▶ [What this task involves] Reproduce the following data line for line, without any changes.

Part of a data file
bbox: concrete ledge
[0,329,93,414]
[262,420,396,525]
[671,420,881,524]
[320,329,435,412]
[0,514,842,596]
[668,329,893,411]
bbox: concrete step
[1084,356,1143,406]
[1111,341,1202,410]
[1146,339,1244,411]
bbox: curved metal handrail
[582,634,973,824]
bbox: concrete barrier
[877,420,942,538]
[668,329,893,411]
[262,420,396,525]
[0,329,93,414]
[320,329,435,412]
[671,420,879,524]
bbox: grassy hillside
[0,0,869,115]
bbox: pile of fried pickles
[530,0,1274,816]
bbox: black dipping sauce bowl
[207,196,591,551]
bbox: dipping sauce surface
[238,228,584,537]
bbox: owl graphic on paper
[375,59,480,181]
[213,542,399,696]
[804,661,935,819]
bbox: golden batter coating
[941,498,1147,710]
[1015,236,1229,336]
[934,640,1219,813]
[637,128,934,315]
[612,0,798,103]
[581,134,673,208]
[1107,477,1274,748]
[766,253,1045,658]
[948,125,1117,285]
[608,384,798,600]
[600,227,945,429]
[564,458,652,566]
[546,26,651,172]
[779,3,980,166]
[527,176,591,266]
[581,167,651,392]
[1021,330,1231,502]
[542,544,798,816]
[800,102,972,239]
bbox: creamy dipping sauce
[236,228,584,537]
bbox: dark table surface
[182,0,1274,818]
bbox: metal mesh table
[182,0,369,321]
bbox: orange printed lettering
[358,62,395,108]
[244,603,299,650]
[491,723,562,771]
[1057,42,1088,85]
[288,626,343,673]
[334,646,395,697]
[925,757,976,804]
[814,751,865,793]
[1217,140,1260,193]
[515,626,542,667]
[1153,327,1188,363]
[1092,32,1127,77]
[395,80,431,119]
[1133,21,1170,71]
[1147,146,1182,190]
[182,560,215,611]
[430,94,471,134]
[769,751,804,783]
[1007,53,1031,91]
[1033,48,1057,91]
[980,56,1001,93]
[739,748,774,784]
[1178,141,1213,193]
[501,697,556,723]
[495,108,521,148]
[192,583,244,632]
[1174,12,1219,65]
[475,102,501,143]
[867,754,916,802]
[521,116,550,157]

▶ [Response to the task]
bbox: concrete ledge
[0,329,93,414]
[262,420,396,525]
[671,420,881,524]
[320,329,435,412]
[0,514,842,596]
[668,329,893,411]
bbox: concrete step
[1084,356,1143,406]
[1111,341,1202,410]
[1146,339,1244,411]
bbox: curved metal handrail
[582,634,973,824]
bbox: concrete barrier
[877,420,942,538]
[668,329,893,411]
[262,420,396,525]
[0,329,93,414]
[320,329,435,412]
[671,420,879,524]
bbox: grassy hillside
[0,0,869,115]
bbox: pile of fried pickles
[530,0,1274,816]
bbox: black dipping sauce bowl
[207,196,591,551]
bbox: dipping sauce surface
[238,228,584,537]
bbox: owl graphic on paper
[375,59,480,181]
[213,542,399,696]
[804,661,935,819]
bbox: golden batter coating
[941,498,1147,710]
[1015,236,1229,336]
[934,640,1219,813]
[637,128,934,315]
[612,0,798,103]
[581,134,673,208]
[1107,477,1274,748]
[766,253,1045,658]
[948,125,1117,285]
[608,384,798,600]
[600,227,945,429]
[564,458,652,566]
[546,26,651,172]
[779,3,980,166]
[527,176,591,266]
[581,167,651,392]
[1021,330,1231,502]
[542,544,798,816]
[800,102,972,239]
bbox: creamy dipping sauce
[236,228,584,537]
bbox: dark table surface
[182,0,1274,818]
bbox: metal mesh table
[182,0,369,321]
bbox: orange printed lettering
[358,62,395,108]
[244,603,299,650]
[491,723,562,771]
[1057,42,1088,85]
[288,626,343,673]
[334,646,395,697]
[925,757,976,804]
[814,751,865,793]
[1217,140,1260,193]
[515,626,542,667]
[1153,327,1188,363]
[1092,32,1127,77]
[395,80,431,119]
[1133,21,1170,71]
[1147,146,1182,190]
[182,560,215,611]
[430,94,471,134]
[769,751,804,783]
[1007,53,1031,91]
[1033,48,1057,91]
[980,56,1001,93]
[739,748,774,784]
[1178,141,1213,193]
[501,697,556,723]
[495,108,521,148]
[192,583,244,632]
[1174,12,1219,65]
[475,102,501,143]
[867,754,916,802]
[521,116,550,157]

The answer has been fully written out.